* Work order
Whatever the records contain, reproduce all of them exactly.

===== Exercise data =====

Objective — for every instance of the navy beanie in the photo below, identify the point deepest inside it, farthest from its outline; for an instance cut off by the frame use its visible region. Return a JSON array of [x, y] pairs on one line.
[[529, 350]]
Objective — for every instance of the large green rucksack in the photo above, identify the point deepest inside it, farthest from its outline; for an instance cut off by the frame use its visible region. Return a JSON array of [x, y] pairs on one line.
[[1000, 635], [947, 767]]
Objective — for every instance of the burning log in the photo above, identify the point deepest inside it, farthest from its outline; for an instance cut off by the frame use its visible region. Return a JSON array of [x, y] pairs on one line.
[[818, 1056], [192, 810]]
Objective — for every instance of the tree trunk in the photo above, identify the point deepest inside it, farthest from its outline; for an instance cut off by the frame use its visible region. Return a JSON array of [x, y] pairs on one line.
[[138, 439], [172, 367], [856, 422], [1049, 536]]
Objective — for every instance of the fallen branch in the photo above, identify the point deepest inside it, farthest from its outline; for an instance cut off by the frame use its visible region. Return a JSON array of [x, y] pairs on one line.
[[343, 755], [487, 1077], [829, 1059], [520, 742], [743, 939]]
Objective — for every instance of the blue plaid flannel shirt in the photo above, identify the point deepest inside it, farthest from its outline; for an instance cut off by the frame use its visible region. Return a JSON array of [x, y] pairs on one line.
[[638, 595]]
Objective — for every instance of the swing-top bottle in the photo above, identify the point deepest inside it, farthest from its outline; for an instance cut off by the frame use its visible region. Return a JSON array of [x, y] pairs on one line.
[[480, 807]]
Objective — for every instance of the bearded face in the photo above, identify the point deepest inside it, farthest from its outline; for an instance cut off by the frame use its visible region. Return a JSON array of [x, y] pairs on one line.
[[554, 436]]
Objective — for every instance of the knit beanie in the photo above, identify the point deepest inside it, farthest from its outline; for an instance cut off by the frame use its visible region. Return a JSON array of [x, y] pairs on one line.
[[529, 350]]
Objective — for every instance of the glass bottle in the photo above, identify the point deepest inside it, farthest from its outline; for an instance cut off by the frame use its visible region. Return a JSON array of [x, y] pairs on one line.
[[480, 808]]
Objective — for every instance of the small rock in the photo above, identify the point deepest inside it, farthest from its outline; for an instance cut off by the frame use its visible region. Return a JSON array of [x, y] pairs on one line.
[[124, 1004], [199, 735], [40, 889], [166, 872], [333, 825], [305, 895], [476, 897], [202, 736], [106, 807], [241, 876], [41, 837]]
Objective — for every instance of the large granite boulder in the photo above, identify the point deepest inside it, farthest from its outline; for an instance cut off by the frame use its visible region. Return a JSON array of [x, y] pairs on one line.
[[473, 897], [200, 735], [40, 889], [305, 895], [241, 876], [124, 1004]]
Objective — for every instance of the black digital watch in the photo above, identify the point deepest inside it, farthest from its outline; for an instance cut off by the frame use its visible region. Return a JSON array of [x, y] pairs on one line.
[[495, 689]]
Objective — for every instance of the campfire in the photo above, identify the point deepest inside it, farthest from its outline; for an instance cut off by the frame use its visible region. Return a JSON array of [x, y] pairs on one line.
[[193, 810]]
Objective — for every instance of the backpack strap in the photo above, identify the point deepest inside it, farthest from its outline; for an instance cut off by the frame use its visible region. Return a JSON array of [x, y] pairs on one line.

=====

* Task result
Objective — for every instance of the navy beanie in the photo below, identify the point deepest inside it, farthest from its outline; for an instance cut off by the frame use its visible region. Return a JSON array of [x, y] pairs on one line.
[[529, 350]]
Objective — for every instance of the large green rucksack in the photo above, identify the point deepest inside it, farthest from its outline; for an instance cut off by the frame use its visible region. Return a JSON array of [x, y] pairs on one line.
[[1000, 635], [947, 767]]
Objective — for every instance of the burning log in the photo above, identify the point deepest inside it, farthest from its outline; for an instance cut off by the frame use its visible region. Return a JSON array of [x, y] pairs on one line.
[[818, 1056], [192, 810]]
Objective — for every instance of the tree trunk in the photo above, identify the point deepest inside it, farthest from its outline; for an instance cut off by the frame use its visible region. Return a JSON array of [x, y] pairs on one line.
[[138, 439], [172, 367], [856, 422], [1049, 536]]
Objective — for every instance of the fallen branch in the photo above, identify the point deepest inside it, farthest from its outline; for an instance cut off by the frame use its visible region. Return a JSON array of [x, y] pairs on one line.
[[343, 755], [487, 1077], [829, 1059], [520, 742], [743, 939]]
Objective — for every instance of the blue plaid flannel shirt in the photo above, identify the point deepest inside it, farthest from its outline; for an instance cut off by the frame use its visible region. Return a JSON array of [x, y] pairs on one line.
[[638, 595]]
Objective — for every instance of the swing-top bottle in the photo above, identify the point deepest inside it, farthest from its outline; for an instance cut off by the frame use its visible region. Return a JSON array of [x, y] pairs on one line.
[[480, 807]]
Objective — for every instance of the bearded face in the photo above, identify the point deepest inside it, farthest from its outline; for an instance cut off by the frame use its visible region. Return a JSON array of [x, y] pairs on one line.
[[554, 436]]
Objective — for every instance of the knit beanie in the photo above, identify the point deepest inside it, farthest from its outline; for an instance cut off by the frame use its visible region. Return a JSON array of [x, y] pairs on one line.
[[529, 350]]
Objective — for every instance of the glass bottle in the photo above, identify the point deepest inside it, farthest from its outline; for an instance cut off by the frame use its visible region. Return a JSON array of [x, y] pairs on one line.
[[480, 808]]
Objective — for every instance of the small rock in the photo above, identify the point deepest inside it, farthest from its outline; for an instance cut off by the frame use its visible region. Return a JSON array of [x, y] pairs on one line.
[[124, 1004], [199, 735], [40, 889], [166, 872], [333, 825], [305, 895], [476, 897], [202, 736], [106, 807], [241, 876], [41, 837]]
Objective — for every instance of the large granite boulder in the photo above, identify the point deepest inside it, farthest from its outline; for an instance cut off by the frame use its visible region. Return a JSON array of [x, y] pairs on one line.
[[473, 897], [200, 735], [40, 889], [305, 895], [241, 876], [124, 1004]]
Objective — for every instance of the black digital watch in the photo above, identify the point deepest inside it, farthest from its outline; for an instance cut off by the frame use its visible region. Return a JSON array of [x, y] pairs on one line.
[[495, 689]]
Objective — for every instance of the campfire in the photo above, identify the point deepest inside it, farthest from its outline; for an instance cut off by the frame use its visible region. Return a JSON array of [x, y] pairs on one line.
[[193, 810]]
Objective — for every instance of the backpack strap in the photo above, identify the point deepest inside it, farthest from its outline; for an instance cut off by the frame use its visible region. Return a JSON array of [x, y] pairs on one line.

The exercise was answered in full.